── Extrait cité ──

La plasticienne 1011 invite à revisiter jusqu’au concept de l’art lui-même. D’une part, sa déambulation au sein des images se double d’une représentation critique du monde. À partir de fondements culturels — d’Héraclite à Magritte entre autres -, ce que les femmes, les enfants et l’être humain en général subissent est mis en exergue au sein de diverses monstrations de la violence : parfois évidente, parfois plus perverse comme dans sa série “Ceci n’est pas une pomme” où fruits et légumes sont dessinés avec en légende les produits phytosanitaires qu’ils contiennent.
Mais, et d’autre part, l’artiste va plus loin. Elle a le mérite de réinsérer l’oeuvre d’art en son centre et non par et pour sa signature. Existe donc un changement majeur de paradigme. Formellement et “anonymement”, elle pose la question d’un art détonateur de réalité. La signature mise à distance, l’art se redécoupe pour devenir un témoin agissant.
L’œuvre par et pour elle-même récupère un gain significatif. Elle devient un acte politique de manière plus métaphorique que conceptuelle et de manière intempestive et implicite afin de mettre à nu les mécaniques d’un univers déshumanisé.
Les différentes propositions et métamorphoses de 1011 font pénétrer les cercles d’un enfer où le cauchemar se grime en rêverie. L’artiste fait passer d’un univers surchargé d’images à celui d’une reconstruction où l’abstraction joue avec la figuration.
D’où le désarroi de certains spectateurs face à ce qui échappe. Les divers procédés plastiques fomentent des errances au fond d’un univers dont les bornes se déplacent là même où nous sommes enfermés.
Entretien :
Qu’est-ce qui vous fait lever le matin ?
Je me réveille très tôt le matin. Il y a tant de projets à mener à bien !
Que sont devenus vos rêves d’enfant ?
Ils s’accomplissent.
A quoi avez-vous renoncé ?
À tout faire en une vie.
D’où venez-vous ?
De Bretagne, plus précisément d’un marais nommé La Brière, haut lieu de légendes, terre de brume…
Qu’avez-vous reçu en dot ?

───

Travail demandé —
[a] Recopiez le passage du texte sur la plasticienne 1011 compris entre « Mais, et d’autre » et « d’un univers déshumanisé. », bornes incluses.
[b] D'après le texte sur la plasticienne 1011, de quelle région l'artiste dit-elle venir ?
[c] Veuillez poursuivre le texte sur la plasticienne 1011 à partir de sa dernière phrase.

── Données ──

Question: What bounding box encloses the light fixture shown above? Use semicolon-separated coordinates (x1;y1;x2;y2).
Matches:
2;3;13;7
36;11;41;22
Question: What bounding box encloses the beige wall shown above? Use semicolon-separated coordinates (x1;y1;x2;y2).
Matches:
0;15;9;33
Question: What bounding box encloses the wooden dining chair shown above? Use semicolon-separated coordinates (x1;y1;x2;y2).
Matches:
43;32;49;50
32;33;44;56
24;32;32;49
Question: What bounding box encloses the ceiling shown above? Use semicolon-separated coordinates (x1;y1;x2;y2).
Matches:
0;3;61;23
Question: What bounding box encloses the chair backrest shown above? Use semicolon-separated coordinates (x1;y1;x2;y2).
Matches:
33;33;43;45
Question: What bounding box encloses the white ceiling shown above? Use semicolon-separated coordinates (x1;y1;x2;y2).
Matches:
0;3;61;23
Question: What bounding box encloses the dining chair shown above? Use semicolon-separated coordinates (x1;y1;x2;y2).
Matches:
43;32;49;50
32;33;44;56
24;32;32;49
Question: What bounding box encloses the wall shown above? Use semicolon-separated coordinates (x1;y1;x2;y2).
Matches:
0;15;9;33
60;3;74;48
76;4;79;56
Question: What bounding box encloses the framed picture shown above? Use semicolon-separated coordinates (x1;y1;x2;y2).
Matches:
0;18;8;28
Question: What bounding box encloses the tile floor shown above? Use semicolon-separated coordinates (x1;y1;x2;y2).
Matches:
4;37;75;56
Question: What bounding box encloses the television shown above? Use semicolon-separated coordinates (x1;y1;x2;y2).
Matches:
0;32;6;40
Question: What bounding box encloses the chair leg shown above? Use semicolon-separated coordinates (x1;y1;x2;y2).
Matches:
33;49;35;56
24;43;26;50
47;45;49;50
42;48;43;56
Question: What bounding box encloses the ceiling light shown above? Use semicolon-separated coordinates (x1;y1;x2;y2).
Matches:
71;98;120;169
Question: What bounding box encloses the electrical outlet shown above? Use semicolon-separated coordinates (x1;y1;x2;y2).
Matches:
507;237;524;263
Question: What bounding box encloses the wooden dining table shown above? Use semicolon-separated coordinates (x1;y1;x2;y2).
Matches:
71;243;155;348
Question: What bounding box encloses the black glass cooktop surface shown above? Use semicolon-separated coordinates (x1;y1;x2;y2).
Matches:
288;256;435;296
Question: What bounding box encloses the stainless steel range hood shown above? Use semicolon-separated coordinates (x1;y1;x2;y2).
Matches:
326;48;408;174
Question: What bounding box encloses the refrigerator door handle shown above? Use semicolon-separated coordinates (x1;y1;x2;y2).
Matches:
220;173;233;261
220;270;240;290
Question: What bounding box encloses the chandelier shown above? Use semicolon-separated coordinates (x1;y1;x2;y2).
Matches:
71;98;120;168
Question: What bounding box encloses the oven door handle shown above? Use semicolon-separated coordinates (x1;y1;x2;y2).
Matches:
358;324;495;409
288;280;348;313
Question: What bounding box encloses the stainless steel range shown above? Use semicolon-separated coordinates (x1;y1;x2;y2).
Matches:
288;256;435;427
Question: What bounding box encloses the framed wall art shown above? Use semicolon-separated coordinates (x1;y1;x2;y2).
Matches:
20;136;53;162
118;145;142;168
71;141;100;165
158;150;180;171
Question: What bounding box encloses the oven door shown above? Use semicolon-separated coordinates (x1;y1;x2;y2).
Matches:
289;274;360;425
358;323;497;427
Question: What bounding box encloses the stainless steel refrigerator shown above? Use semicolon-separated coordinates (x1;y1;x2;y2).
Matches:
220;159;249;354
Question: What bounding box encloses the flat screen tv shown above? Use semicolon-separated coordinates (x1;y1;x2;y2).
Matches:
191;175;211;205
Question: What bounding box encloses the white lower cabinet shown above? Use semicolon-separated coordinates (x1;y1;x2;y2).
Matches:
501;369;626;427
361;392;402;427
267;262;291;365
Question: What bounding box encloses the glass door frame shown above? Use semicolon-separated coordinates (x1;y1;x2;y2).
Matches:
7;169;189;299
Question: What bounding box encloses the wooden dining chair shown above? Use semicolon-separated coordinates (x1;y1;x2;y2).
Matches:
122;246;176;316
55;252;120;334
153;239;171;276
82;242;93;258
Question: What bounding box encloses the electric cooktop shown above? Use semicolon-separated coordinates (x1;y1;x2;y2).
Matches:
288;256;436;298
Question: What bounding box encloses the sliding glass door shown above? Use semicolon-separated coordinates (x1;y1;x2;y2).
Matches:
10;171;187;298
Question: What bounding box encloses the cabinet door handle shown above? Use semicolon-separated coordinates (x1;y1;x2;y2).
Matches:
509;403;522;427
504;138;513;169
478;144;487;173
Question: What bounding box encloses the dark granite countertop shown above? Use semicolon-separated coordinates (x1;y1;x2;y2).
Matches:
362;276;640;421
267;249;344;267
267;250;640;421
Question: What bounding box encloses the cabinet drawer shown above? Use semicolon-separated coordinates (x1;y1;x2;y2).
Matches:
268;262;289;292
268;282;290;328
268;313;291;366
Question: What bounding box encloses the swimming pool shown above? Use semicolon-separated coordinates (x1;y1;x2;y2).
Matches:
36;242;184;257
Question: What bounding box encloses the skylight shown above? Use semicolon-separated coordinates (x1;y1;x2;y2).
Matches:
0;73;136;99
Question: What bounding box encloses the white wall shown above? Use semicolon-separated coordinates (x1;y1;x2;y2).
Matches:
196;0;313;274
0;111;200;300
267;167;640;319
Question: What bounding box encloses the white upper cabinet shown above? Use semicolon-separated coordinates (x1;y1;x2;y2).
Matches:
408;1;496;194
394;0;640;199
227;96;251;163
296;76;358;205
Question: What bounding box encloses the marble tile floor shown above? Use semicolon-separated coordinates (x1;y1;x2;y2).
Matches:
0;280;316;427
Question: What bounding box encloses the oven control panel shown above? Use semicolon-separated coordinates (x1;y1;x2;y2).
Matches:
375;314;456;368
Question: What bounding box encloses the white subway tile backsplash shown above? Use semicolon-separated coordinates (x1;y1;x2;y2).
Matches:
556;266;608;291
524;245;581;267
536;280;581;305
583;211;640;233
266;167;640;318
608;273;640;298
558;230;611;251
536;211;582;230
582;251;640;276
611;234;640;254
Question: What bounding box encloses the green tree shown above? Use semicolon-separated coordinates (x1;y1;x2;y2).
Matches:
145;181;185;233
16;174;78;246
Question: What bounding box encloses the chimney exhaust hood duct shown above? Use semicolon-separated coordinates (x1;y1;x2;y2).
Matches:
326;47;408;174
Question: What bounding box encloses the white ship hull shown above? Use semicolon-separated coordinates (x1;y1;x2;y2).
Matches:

───

Résultats —
[a]
Mais, et d’autre part, l’artiste va plus loin. Elle a le mérite de réinsérer l’oeuvre d’art en son centre et non par et pour sa signature. Existe donc un changement majeur de paradigme. Formellement et “anonymement”, elle pose la question d’un art détonateur de réalité. La signature mise à distance, l’art se redécoupe pour devenir un témoin agissant.
L’œuvre par et pour elle-même récupère un gain significatif. Elle devient un acte politique de manière plus métaphorique que conceptuelle et de manière intempestive et implicite afin de mettre à nu les mécaniques d’un univers déshumanisé.

[b] De Bretagne, plus précisément de La Brière, un marais.

[c]
L’histoire des pierres de mon pays : dolmen (Table de pierre en breton), menhir (Pierre dressé) du néolithique. D’une manière générale, le rapport à l’histoire : savoir d’où l’on vient.
Un petit plaisir — quotidien ou non ?
La lecture du soir avant de s’endormir.
Qu’est-ce qui vous distingue des autres artistes ?
Dans l’art contemporain l’engagement est souvent peu exprimé. Les galeries et espaces d’expositions privilégient peu cette forme d’art contemporain . Quelques rares plasticiens « militants » arrivent à montrer leur travail et à faire bouger les lignes. Je ne me distingue pas de ceux-là.
Comment définiriez-vous votre approche des images ?
J’utilise naturellement l’image dans ma discipline artistique : photographies, dessins. Les sujets que j’aborde sont toujours en lien avec l’histoire du XXe et XXIe siècle et je choisis d’employer beaucoup d’images issues de ce monde précisément : images de presse, images de la télévision, archives … Des images souvent difficiles à regarder tant elles sont brutales. Cependant, l’exploitation ou le détournement de ces images sont toujours construits dans un souci esthétique. Montrer des images choquantes alors que nous en voyons toute la journée dans la presse ou sur Internet serait « contre-productif ».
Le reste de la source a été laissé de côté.